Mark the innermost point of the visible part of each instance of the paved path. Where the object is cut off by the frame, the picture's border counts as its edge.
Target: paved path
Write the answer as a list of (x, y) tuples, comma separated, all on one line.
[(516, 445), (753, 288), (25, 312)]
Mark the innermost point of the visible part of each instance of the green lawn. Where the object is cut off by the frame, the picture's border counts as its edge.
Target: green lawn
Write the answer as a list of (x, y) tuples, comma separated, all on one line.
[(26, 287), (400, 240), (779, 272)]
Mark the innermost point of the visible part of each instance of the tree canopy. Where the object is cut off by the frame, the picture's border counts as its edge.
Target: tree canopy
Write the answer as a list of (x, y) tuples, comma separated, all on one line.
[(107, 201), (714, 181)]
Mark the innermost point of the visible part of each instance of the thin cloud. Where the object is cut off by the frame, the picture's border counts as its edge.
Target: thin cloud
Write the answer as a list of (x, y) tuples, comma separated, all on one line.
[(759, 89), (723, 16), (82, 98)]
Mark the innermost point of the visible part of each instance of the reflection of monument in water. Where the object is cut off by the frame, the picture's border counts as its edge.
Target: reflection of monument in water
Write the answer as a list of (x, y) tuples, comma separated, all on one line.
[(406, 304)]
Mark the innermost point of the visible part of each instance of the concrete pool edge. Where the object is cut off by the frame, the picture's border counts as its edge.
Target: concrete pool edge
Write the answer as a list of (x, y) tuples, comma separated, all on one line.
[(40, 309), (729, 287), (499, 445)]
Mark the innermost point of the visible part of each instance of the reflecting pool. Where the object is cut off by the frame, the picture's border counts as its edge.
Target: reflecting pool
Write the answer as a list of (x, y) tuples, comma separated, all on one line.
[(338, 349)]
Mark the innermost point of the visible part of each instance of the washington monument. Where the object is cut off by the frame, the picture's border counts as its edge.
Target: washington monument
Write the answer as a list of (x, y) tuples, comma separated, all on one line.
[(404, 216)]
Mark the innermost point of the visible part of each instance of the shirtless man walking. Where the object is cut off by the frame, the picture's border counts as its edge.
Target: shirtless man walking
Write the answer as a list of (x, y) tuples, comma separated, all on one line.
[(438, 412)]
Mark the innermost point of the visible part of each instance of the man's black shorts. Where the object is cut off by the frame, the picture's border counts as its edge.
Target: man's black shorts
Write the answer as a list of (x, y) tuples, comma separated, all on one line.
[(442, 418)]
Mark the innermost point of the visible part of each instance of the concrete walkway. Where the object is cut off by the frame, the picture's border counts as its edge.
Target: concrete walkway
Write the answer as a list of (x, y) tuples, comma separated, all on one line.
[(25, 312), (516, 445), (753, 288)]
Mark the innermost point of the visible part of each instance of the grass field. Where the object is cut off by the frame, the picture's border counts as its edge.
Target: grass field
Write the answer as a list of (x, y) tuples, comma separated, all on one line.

Request: Rescale the records from the line with "of the thin" to the line with "[(759, 89), (723, 16), (82, 98)]", inclusive: repeat only those lines, requests included, with every point coordinate in the answers multiplied by 0.9 and rounded to a whole number, halves rounding up.

Final answer:
Mark the innermost point of the visible part of each instance of the thin cloud. Where the object is cut off by the frame, the picture's border counts as its edge.
Target: thin cloud
Write the answer as a list of (x, y) tuples, comma separated, all on one line.
[(683, 80), (651, 14), (74, 88)]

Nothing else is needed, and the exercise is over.